# Sears recall



## Erich (Sep 2, 2005)

In March 2003, Sears recalled Craftsman 1.5-horsepower routers, model number 315.17510 with date codes of A0304 or lower. These models were sold nationwide from November 2002 through January 2003 for about $60. The on/off switch on the routers could stick in the "on" position, posing a risk of serious lacerations to the operator and bystanders. No incidents or injuries have been reported. More information can be found on the Web site for the Consumer Products Safely Commission, http://www.cpsc.gov.


----------



## Mark (Aug 4, 2004)

delta mike thats for poiting this out and bringing it to our attention. good job.


----------



## Badeepbadeepbadeep (Nov 7, 2020)

Erich said:


> In March 2003, Sears recalled Craftsman 1.5-horsepower routers, model number 315.17510 with date codes of A0304 or lower. These models were sold nationwide from November 2002 through January 2003 for about $60. The on/off switch on the routers could stick in the "on" position, posing a risk of serious lacerations to the operator and bystanders. No incidents or injuries have been reported. More information can be found on the Web site for the Consumer Products Safely Commission, CPSC.gov.


Is there a statute of limitations on returning a router to Sears?


----------

DATA SECTION:
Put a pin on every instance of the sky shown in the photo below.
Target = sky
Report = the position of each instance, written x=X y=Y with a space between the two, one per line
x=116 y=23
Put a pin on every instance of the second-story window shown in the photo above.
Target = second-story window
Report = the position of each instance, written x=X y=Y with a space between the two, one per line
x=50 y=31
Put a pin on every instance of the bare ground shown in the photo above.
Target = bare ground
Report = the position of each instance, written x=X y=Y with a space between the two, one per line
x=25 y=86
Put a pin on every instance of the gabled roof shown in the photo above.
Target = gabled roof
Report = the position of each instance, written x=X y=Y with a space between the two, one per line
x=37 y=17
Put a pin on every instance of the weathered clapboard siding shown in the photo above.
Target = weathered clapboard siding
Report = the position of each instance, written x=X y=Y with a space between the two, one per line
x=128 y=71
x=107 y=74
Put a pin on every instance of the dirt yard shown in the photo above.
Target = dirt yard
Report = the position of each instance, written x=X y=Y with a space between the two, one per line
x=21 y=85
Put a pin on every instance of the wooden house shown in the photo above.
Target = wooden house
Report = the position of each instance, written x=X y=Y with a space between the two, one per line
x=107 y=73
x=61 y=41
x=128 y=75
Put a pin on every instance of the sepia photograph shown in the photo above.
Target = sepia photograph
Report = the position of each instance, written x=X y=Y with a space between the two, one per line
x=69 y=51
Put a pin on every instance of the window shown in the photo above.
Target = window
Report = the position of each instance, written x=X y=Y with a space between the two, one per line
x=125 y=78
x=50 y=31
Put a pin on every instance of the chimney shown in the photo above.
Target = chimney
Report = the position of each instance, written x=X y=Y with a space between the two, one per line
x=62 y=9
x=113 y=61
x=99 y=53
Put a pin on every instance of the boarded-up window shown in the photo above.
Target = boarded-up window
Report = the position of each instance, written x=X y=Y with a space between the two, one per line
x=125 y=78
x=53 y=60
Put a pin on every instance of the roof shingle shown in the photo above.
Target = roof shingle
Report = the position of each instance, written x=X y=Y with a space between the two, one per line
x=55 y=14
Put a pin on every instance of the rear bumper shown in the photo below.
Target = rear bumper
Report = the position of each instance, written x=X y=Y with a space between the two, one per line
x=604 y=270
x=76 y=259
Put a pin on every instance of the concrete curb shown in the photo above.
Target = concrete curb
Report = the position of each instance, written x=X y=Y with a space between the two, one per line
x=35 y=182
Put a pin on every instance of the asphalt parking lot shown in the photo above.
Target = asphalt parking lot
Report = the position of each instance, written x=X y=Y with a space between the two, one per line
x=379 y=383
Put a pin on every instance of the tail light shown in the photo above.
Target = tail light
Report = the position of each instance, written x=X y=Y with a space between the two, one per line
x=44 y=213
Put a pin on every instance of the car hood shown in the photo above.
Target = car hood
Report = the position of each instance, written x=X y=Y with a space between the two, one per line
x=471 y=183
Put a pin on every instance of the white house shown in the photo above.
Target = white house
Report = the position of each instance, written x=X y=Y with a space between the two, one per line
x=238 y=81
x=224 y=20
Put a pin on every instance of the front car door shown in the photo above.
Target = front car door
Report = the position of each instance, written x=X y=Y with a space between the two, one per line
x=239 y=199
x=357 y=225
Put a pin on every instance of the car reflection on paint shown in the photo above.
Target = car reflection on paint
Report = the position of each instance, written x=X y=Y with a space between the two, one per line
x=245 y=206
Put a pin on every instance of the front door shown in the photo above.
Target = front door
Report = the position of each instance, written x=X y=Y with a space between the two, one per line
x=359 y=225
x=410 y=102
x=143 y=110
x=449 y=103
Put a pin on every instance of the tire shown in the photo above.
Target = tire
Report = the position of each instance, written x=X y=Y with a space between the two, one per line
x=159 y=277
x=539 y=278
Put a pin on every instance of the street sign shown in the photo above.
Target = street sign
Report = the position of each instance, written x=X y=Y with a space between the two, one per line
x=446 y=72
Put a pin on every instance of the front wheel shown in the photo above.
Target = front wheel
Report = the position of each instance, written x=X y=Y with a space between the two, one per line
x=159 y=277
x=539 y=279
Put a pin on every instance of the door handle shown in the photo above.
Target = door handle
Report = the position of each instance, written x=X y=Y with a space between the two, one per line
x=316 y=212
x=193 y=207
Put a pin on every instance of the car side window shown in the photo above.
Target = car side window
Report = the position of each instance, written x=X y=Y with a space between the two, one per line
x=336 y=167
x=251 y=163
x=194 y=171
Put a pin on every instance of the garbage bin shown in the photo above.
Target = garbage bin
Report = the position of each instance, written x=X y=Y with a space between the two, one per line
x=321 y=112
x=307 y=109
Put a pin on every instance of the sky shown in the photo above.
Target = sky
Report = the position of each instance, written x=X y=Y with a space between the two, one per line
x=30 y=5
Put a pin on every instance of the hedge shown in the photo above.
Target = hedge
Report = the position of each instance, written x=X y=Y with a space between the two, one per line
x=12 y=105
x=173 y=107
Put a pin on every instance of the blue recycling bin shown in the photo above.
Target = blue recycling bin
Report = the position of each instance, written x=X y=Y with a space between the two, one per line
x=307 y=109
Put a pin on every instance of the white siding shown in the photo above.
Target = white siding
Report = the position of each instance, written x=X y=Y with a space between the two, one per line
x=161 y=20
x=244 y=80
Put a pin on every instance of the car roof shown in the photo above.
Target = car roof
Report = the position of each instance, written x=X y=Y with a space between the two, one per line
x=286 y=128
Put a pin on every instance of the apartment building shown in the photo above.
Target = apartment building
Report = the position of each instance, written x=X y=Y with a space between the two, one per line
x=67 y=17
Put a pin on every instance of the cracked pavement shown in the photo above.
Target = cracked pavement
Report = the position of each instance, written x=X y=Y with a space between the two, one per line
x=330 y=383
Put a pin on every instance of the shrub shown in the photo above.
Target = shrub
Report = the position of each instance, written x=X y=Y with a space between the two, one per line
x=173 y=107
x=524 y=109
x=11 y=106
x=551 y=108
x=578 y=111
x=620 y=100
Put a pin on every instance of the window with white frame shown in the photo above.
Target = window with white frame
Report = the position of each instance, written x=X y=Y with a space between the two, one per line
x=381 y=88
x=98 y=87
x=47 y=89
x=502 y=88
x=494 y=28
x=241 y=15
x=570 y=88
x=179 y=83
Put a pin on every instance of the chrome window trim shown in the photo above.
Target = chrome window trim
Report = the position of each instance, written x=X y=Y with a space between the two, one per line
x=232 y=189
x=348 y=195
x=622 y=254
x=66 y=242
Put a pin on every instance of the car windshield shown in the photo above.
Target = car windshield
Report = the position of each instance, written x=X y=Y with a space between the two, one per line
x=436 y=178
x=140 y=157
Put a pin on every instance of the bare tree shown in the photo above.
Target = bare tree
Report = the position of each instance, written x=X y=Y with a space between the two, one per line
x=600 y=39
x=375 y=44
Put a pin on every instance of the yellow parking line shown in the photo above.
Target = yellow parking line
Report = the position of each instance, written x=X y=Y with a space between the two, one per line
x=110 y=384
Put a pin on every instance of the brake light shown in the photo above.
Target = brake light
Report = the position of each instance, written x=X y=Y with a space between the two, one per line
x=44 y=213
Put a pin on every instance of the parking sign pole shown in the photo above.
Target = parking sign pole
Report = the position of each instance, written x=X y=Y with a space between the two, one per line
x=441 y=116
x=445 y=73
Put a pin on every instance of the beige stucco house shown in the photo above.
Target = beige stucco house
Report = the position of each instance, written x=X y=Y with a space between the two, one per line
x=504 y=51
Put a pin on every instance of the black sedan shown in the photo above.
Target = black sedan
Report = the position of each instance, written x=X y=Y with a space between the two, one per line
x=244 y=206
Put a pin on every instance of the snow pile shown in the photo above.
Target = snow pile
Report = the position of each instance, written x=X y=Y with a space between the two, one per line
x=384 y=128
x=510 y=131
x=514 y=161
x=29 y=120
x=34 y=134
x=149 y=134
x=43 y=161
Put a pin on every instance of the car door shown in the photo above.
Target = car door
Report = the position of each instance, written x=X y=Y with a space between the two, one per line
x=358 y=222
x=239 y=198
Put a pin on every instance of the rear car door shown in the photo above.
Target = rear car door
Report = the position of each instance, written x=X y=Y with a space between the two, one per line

TASK STATEMENT: Swap "routers" for "tools" in the Sears recall thread, beginning at the words "# Sears recall" and stopping after "(Aug 4, 2004)". Rely only on the Sears recall thread.

PROBLEM SOLUTION:
# Sears recall



## Erich (Sep 2, 2005)

In March 2003, Sears recalled Craftsman 1.5-horsepower tools, model number 315.17510 with date codes of A0304 or lower. These models were sold nationwide from November 2002 through January 2003 for about $60. The on/off switch on the tools could stick in the "on" position, posing a risk of serious lacerations to the operator and bystanders. No incidents or injuries have been reported. More information can be found on the Web site for the Consumer Products Safely Commission, http://www.cpsc.gov.


----------



## Mark (Aug 4, 2004)